>>>>>
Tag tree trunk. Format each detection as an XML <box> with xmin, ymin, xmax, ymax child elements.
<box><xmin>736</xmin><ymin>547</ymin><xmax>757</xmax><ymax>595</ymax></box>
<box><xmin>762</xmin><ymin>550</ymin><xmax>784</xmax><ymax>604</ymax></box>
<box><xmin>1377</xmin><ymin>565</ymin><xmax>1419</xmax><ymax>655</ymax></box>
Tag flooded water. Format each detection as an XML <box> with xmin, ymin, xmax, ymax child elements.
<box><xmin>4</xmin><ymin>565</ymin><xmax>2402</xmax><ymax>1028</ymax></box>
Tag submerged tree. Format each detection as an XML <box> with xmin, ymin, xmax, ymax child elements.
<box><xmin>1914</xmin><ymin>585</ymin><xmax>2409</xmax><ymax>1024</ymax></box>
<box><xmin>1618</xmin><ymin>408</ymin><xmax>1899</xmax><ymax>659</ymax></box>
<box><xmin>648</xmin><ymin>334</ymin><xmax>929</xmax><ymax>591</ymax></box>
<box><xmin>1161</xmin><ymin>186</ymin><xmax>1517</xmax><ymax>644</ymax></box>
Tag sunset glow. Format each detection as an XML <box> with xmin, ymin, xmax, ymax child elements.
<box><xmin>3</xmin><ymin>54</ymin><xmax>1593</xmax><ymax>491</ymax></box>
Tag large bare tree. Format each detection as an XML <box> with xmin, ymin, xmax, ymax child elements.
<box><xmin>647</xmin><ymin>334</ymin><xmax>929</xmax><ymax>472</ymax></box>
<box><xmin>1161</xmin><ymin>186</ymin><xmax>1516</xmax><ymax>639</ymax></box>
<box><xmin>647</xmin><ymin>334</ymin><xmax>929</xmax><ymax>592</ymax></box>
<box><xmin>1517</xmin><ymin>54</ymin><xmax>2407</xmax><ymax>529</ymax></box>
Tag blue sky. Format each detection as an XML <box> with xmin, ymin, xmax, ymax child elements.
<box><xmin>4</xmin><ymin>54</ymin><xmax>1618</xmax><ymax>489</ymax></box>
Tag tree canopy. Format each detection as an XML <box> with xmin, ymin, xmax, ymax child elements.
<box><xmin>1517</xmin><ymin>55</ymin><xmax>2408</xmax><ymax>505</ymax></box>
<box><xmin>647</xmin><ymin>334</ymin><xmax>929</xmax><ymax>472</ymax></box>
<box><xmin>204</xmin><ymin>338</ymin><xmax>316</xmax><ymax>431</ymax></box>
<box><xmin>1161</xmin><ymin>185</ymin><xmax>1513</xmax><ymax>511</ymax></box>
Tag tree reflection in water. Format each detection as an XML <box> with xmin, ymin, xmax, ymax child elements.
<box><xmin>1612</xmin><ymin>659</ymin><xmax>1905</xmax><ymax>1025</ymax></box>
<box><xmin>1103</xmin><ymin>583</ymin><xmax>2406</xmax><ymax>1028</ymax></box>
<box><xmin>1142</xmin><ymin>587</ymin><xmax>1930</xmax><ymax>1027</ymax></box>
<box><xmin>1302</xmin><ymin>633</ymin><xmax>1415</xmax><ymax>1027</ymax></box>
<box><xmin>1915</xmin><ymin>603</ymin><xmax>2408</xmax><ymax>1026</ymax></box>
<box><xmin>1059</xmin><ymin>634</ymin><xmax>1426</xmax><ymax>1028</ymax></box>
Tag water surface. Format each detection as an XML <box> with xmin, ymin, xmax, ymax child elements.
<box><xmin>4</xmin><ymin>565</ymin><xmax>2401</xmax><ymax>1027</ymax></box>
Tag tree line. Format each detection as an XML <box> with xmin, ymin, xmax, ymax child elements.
<<<<<
**How to complete this task**. All of the data above should be reproduced exactly, with nothing missing.

**Your solution**.
Tag tree trunk. Format each detection as an XML <box> with xmin, ymin, xmax, ymax child elements.
<box><xmin>736</xmin><ymin>547</ymin><xmax>757</xmax><ymax>595</ymax></box>
<box><xmin>762</xmin><ymin>550</ymin><xmax>784</xmax><ymax>604</ymax></box>
<box><xmin>1377</xmin><ymin>565</ymin><xmax>1419</xmax><ymax>655</ymax></box>
Tag flooded water. Format each detection as an XML <box> with xmin, ymin, xmax, ymax child elements.
<box><xmin>4</xmin><ymin>565</ymin><xmax>2402</xmax><ymax>1028</ymax></box>
Tag submerged tree. Format each detection as an XML <box> with xmin, ymin, xmax, ymax child elements.
<box><xmin>1914</xmin><ymin>585</ymin><xmax>2409</xmax><ymax>1024</ymax></box>
<box><xmin>1618</xmin><ymin>408</ymin><xmax>1899</xmax><ymax>659</ymax></box>
<box><xmin>648</xmin><ymin>334</ymin><xmax>929</xmax><ymax>591</ymax></box>
<box><xmin>1161</xmin><ymin>186</ymin><xmax>1517</xmax><ymax>644</ymax></box>
Tag sunset glow. Format each detection as an XML <box> with xmin, ymin, xmax, ymax child elements.
<box><xmin>3</xmin><ymin>54</ymin><xmax>1593</xmax><ymax>491</ymax></box>
Tag large bare tree. Format each detection as an XML <box> with xmin, ymin, xmax, ymax child elements.
<box><xmin>647</xmin><ymin>334</ymin><xmax>929</xmax><ymax>472</ymax></box>
<box><xmin>1161</xmin><ymin>186</ymin><xmax>1516</xmax><ymax>639</ymax></box>
<box><xmin>647</xmin><ymin>334</ymin><xmax>929</xmax><ymax>592</ymax></box>
<box><xmin>1517</xmin><ymin>54</ymin><xmax>2407</xmax><ymax>529</ymax></box>
Tag blue sky. Format each detection as an XML <box> with xmin, ymin, xmax, ymax child elements.
<box><xmin>4</xmin><ymin>54</ymin><xmax>1618</xmax><ymax>489</ymax></box>
Tag tree canopy. Format each detection as an XML <box> with xmin, ymin, xmax, ymax child elements.
<box><xmin>1517</xmin><ymin>55</ymin><xmax>2408</xmax><ymax>505</ymax></box>
<box><xmin>647</xmin><ymin>334</ymin><xmax>929</xmax><ymax>472</ymax></box>
<box><xmin>204</xmin><ymin>338</ymin><xmax>316</xmax><ymax>431</ymax></box>
<box><xmin>1161</xmin><ymin>185</ymin><xmax>1513</xmax><ymax>511</ymax></box>
Tag tree reflection in water. Format each detection as an XML <box> with xmin, ymin, xmax, ymax child elements.
<box><xmin>1612</xmin><ymin>659</ymin><xmax>1905</xmax><ymax>1025</ymax></box>
<box><xmin>1103</xmin><ymin>583</ymin><xmax>2406</xmax><ymax>1028</ymax></box>
<box><xmin>1142</xmin><ymin>587</ymin><xmax>1930</xmax><ymax>1027</ymax></box>
<box><xmin>1302</xmin><ymin>633</ymin><xmax>1415</xmax><ymax>1027</ymax></box>
<box><xmin>1915</xmin><ymin>603</ymin><xmax>2408</xmax><ymax>1026</ymax></box>
<box><xmin>1059</xmin><ymin>634</ymin><xmax>1426</xmax><ymax>1028</ymax></box>
Tag water surface. Format each detection as an XML <box> with xmin, ymin, xmax, ymax child elements.
<box><xmin>4</xmin><ymin>565</ymin><xmax>2401</xmax><ymax>1027</ymax></box>
Tag tree line. Format each detection as an XML <box> with xmin, ymin, xmax, ymax child elements.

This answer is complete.